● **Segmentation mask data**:
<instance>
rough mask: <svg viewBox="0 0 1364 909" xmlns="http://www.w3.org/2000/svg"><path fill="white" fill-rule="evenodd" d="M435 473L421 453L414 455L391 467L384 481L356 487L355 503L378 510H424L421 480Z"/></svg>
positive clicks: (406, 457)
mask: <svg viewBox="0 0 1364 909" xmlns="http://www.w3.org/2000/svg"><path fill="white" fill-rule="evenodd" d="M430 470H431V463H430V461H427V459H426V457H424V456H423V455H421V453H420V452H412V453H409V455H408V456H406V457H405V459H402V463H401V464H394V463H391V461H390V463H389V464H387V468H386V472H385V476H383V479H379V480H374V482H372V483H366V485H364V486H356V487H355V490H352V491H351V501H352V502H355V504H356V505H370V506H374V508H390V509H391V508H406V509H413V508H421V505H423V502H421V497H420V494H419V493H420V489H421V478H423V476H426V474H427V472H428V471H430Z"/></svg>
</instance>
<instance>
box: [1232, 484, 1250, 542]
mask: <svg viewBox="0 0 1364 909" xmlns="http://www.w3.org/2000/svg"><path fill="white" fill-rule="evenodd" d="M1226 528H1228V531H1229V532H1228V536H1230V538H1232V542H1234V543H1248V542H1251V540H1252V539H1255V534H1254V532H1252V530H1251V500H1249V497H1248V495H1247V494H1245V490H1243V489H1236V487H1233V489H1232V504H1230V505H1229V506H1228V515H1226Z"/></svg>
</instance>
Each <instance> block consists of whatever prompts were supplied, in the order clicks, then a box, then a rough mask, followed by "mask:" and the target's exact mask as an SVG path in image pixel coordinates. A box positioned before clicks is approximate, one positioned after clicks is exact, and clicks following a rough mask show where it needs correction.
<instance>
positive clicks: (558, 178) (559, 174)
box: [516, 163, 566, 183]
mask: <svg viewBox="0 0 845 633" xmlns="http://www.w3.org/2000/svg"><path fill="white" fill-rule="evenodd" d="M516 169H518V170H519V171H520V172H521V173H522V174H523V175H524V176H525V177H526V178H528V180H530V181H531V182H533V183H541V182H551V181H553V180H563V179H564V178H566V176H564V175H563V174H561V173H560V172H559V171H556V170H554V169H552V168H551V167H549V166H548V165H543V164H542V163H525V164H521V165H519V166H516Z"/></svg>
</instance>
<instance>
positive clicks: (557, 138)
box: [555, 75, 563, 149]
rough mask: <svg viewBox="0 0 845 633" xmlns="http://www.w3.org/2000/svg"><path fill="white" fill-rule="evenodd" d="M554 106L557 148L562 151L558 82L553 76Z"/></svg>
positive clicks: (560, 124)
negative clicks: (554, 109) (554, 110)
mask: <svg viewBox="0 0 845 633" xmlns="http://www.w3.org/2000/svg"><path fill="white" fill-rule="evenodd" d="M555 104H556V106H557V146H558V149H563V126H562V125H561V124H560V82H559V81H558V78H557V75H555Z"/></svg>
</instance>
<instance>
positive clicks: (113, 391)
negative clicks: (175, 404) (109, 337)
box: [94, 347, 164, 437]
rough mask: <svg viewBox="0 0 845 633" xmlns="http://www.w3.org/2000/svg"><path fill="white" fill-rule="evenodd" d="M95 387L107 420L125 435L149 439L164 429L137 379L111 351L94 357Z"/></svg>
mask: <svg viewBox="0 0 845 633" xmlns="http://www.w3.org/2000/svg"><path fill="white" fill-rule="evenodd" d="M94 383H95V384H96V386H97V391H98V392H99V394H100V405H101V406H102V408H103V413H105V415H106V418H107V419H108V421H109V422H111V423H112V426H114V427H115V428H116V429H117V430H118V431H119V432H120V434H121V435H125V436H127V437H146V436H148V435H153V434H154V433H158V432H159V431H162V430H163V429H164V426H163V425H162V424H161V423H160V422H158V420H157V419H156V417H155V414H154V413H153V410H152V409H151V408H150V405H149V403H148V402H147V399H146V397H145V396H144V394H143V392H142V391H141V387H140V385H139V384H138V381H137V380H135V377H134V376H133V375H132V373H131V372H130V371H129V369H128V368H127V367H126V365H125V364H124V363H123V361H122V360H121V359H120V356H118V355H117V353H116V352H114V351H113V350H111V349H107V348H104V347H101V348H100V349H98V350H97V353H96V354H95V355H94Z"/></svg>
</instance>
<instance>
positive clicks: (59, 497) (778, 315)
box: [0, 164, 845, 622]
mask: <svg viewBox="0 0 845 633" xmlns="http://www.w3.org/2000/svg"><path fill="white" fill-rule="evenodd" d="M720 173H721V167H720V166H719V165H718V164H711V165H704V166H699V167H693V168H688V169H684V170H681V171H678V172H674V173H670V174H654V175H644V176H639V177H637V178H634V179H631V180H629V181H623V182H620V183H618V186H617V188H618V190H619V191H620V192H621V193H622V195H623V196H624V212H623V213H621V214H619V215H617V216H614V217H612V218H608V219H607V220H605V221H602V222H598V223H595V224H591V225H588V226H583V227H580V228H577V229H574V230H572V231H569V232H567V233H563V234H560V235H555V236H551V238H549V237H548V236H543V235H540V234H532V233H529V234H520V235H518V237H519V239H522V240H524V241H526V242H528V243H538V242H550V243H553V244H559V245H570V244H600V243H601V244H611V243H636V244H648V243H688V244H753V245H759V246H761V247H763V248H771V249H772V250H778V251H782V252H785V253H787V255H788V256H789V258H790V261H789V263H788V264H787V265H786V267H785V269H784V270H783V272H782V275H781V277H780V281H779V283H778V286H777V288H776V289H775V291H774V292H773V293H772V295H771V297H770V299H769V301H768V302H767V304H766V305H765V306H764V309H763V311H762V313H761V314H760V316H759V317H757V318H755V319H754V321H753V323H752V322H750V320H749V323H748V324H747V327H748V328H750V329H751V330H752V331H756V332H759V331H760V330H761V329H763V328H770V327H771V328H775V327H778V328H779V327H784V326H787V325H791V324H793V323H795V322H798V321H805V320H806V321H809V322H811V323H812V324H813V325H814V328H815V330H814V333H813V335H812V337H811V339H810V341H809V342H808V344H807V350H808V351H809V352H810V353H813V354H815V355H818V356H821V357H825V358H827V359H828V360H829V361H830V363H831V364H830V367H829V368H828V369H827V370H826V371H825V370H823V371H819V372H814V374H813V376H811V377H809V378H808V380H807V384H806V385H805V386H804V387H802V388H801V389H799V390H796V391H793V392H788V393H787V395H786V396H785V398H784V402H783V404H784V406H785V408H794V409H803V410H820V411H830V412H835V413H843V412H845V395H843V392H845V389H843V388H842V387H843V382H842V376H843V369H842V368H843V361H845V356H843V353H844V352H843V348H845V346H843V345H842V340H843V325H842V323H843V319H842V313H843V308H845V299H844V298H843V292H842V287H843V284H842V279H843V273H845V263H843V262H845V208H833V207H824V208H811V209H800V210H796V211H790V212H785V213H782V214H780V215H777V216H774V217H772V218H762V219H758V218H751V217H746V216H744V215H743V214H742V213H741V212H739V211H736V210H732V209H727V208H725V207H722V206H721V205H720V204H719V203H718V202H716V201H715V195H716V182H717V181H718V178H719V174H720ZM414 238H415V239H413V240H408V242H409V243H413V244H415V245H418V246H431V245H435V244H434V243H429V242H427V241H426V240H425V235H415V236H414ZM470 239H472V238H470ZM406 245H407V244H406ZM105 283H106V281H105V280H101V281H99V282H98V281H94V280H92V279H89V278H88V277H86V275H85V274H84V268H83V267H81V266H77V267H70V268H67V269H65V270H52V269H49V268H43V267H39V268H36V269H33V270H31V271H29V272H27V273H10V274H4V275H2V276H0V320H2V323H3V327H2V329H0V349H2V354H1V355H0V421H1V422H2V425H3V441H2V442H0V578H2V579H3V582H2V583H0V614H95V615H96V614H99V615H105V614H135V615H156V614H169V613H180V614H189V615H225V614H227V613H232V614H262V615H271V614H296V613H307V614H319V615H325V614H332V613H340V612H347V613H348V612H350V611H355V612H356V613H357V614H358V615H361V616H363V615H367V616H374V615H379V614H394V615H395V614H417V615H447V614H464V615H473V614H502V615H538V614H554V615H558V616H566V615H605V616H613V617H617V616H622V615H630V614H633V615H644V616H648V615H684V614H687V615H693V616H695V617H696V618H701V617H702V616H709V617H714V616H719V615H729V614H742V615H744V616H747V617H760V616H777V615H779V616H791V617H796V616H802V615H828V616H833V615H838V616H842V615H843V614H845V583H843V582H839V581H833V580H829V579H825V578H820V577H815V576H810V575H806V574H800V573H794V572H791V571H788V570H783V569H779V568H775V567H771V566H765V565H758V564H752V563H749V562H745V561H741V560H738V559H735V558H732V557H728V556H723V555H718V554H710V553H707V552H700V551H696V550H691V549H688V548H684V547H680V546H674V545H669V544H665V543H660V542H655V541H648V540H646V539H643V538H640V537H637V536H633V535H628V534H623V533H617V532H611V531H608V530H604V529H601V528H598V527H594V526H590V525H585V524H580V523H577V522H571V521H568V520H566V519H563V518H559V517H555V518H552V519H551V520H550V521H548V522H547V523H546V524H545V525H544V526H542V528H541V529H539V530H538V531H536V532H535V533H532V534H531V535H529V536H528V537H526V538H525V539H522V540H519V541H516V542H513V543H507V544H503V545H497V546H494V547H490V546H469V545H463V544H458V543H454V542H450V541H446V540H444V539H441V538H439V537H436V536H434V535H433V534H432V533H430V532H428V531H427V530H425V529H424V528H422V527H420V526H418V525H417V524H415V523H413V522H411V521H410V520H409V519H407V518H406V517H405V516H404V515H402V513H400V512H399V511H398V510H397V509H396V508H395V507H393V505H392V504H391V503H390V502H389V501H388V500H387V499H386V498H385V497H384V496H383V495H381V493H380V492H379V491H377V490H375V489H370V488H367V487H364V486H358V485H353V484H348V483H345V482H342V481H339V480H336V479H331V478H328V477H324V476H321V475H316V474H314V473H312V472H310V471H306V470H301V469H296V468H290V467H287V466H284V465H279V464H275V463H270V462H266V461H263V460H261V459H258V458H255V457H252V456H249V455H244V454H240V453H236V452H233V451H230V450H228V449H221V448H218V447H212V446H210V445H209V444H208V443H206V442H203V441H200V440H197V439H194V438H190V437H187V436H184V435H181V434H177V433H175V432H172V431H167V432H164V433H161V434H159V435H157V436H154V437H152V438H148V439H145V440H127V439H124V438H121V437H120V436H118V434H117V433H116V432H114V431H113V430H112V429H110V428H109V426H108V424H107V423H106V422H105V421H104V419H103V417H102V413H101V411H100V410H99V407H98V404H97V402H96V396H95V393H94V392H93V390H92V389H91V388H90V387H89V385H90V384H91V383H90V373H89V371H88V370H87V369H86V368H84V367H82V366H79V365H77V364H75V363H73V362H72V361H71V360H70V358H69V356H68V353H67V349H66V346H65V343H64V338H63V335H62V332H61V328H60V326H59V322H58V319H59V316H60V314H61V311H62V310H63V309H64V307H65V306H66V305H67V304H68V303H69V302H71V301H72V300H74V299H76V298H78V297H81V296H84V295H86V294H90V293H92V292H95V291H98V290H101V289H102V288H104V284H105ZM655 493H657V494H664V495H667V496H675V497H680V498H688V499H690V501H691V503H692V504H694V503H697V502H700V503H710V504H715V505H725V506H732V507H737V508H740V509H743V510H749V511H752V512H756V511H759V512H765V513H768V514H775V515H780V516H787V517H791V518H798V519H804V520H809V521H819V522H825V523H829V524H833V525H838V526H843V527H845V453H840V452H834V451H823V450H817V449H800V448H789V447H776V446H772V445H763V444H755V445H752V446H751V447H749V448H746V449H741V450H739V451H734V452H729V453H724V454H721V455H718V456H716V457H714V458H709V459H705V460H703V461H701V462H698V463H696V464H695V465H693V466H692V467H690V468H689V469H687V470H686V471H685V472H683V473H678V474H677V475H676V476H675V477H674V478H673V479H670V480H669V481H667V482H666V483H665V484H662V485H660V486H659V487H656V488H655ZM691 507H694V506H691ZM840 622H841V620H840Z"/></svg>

● **Task requirements**: Report each line of the listing above that contains the string "positive", copying every such line in full.

● **Task output**:
positive clicks: (406, 457)
positive clicks: (558, 178) (559, 174)
positive clicks: (557, 138)
positive clicks: (560, 124)
positive clicks: (113, 391)
positive clicks: (59, 497) (778, 315)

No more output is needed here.